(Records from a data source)

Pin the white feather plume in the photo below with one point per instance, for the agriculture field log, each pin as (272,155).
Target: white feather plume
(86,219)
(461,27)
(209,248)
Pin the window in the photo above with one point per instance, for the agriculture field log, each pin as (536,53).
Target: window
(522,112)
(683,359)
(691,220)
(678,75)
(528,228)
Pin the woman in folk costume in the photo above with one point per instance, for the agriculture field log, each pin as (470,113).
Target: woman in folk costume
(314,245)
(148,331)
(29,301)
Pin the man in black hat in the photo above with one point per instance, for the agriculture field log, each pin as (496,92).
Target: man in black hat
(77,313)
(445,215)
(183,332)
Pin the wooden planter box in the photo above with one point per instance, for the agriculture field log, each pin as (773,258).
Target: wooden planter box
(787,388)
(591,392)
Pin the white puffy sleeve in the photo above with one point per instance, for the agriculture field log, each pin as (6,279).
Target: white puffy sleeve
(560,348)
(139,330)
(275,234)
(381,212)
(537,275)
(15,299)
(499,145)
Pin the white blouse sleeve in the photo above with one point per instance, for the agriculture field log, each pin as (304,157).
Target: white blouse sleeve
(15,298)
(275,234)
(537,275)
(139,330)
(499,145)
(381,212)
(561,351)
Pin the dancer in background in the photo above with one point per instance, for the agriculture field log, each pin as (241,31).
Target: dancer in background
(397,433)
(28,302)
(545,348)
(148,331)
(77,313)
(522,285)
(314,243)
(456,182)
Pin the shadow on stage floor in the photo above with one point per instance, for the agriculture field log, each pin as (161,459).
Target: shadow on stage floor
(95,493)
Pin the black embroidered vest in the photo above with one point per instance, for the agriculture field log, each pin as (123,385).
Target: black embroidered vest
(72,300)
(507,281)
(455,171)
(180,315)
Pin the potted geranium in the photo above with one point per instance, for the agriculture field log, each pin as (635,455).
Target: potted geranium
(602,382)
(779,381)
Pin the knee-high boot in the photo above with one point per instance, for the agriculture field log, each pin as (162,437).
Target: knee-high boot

SET PROBLEM:
Could you write out everything from the line containing "Pin the white blouse" down to the end of the data again, requests included, with every coordinate in the answers offset by adding 26?

OUTPUT:
Pin the white blouse sleeve in the photo above with one point per instance, for the agriculture field log, each pin as (304,157).
Target: white blouse sleeve
(41,324)
(301,260)
(563,301)
(165,356)
(525,171)
(407,238)
(587,377)
Pin the dancer in background in the photo above with one point per instance, for the agriculture field log, each pin as (241,31).
Target: dancer in background
(423,459)
(54,328)
(571,374)
(174,357)
(103,339)
(548,311)
(340,269)
(482,208)
Pin the shadow on stage floor in the photo above with one point per instance, for the agriculture field log, each pin as (161,459).
Target: shadow on stage floor
(121,519)
Pin the black embroidered vest in the photo above with one point per instance, for the agriculture field log, each pin as (123,385).
Target: black embroidered vest
(98,326)
(533,307)
(481,197)
(206,341)
Pin the potted geranium in the photo above with one point per instance, for the agriculture field log, each pin as (635,455).
Target: potted geranium
(628,408)
(805,407)
Pin the knee-high boot in the photo above with one point per instance, for the agriculture field log, each pin as (162,437).
Target: knee-high boot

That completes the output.